#### [READING PASSAGE]
# Found this today on my lunch break.



## Joe Buffardi (Oct 13, 2016)

Found this on my lunch break and the guy wants tools to trade for the bike. I have plenty of tools. 

Not to familiar with this but I do want a sharp road bike like I had back in highschool. Its in a really tight spot. I cant get a full shot of the bike. I will pull it out of the place tomorrow. If its worth building it I pick it up. Im not concerned about resale I want to ride it.

Looks a lot like a Le Tour
Schwinn499 will know lol!


----------



## GTs58 (Oct 13, 2016)

There were a few models that were offered in full chrome and the 78 Super Le Tour 12.2 was one of them. From the pics I see it has the side pull calipers, Shimano derailleur and not sure if that rear hub was considered a high flange.


----------



## Schwinn499 (Oct 14, 2016)

Yeah, looks like a SLT 12.2. Someone swapped out at least the rear wheel, cant tell on the front from the photos. Definitely a fun and flashy bike with the chrome.


----------



## bricycle (Oct 14, 2016)

ask Rosenbladt if someone stole his bike......


----------



## Schwinn499 (Oct 15, 2016)

So.....?


----------



## rustjunkie (Oct 15, 2016)

GTs58 said:


> There were a few models that were offered in full chrome and the 78 Super Le Tour 12.2 was one of them. From the pics I see it has the side pull calipers, Shimano derailleur and not sure if that rear hub was considered a high flange.




dang! $50 added for full chrome frame...what was the base price?


----------



## GTs58 (Oct 15, 2016)

#### [RECORD LIST]
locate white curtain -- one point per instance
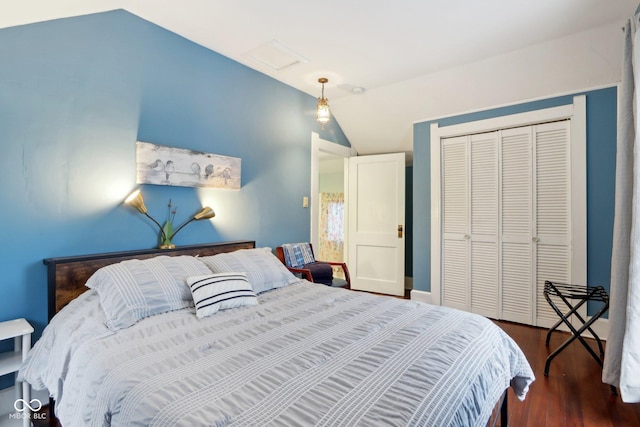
(622, 359)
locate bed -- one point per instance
(286, 352)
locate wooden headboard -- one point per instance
(66, 276)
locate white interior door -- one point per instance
(376, 223)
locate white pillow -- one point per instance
(264, 270)
(132, 290)
(214, 292)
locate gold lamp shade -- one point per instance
(205, 213)
(167, 233)
(136, 200)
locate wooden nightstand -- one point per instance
(10, 361)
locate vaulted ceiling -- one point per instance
(390, 64)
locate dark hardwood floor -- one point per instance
(573, 394)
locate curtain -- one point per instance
(622, 359)
(331, 228)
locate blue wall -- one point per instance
(601, 162)
(77, 93)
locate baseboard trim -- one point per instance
(422, 296)
(408, 283)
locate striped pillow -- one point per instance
(264, 270)
(132, 290)
(214, 292)
(297, 254)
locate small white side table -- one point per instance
(10, 361)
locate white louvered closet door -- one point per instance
(552, 205)
(470, 224)
(455, 223)
(506, 220)
(517, 225)
(484, 265)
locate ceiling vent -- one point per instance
(276, 56)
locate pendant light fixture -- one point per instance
(323, 114)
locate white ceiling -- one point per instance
(415, 59)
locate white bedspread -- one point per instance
(306, 355)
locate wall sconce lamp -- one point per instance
(136, 200)
(323, 114)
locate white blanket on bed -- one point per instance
(306, 355)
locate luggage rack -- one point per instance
(569, 294)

#### [TASKS TO CARRY OUT]
**A)** Please revise the forum thread about the chrome Schwinn, giving again the part that opens with the words containing "# Found this" and closes with "to ride it.", with "road bike" changed to "touring bike".
**B)** Pick up the forum thread about the chrome Schwinn after its last line and write the next part.

#### [ANSWER LIST]
**A)**
# Found this today on my lunch break.



## Joe Buffardi (Oct 13, 2016)

Found this on my lunch break and the guy wants tools to trade for the bike. I have plenty of tools. 

Not to familiar with this but I do want a sharp touring bike like I had back in highschool. Its in a really tight spot. I cant get a full shot of the bike. I will pull it out of the place tomorrow. If its worth building it I pick it up. Im not concerned about resale I want to ride it.

**B)**
rustjunkie said:


> dang! $50 added for full chrome frame...what was the base price?




It was only $265 plus tax, title, license, dealer prep and any additions. 

"X-tra Lite" series 10 speed. Imported. Down tube shifters. 38 to 100 gear range. Shimano 600 rear derailleur. Shimano 60 front derailleur. Alloy cotterless crank set. Chrome-moly lugged frame with double butted top and down tubes. Chrome tipped tubular fork. Alloy stem and road racing handlebars. Round head badge. Name on top tube. Side pull Compe G brakes without suicide levers. Quick release hubs. Alloy rims. colors were Scarlet, Silver Mist, Black, and full chrome ($50.00 extra -- different model numbers). Frame sizes men’s 19", 21", 23", 25". *$264.95*. Optional thorn-resistant tubes, $6.50.


----------



## Schwinn499 (Oct 15, 2016)

rustjunkie said:


> dang! $50 added for full chrome frame...what was the base price?



That was my reaction too! Almost a fifth of the price of the bike just for chrome. Bike was already over $1,000 in todays monies.


----------



## hellshotrods (Oct 15, 2016)

CHROME will get you home


----------



## juanitasmith13 (Oct 20, 2016)

Because it's chrome; it will be heavier to ride... better work-out when you ride. Vinegar soak the rough, rusty spots [to 48 hours], brass brush, soap & water; dry; seal with good wax. The aluminum rim is not durable unless riding surface is total smooth.... I've acquired many a new Mt. Bike from the junk truck with an aluminum rim bent in a figure '8'. Nice score... just don't give him any of your 5/16" drive snap-on sockets/or/handles!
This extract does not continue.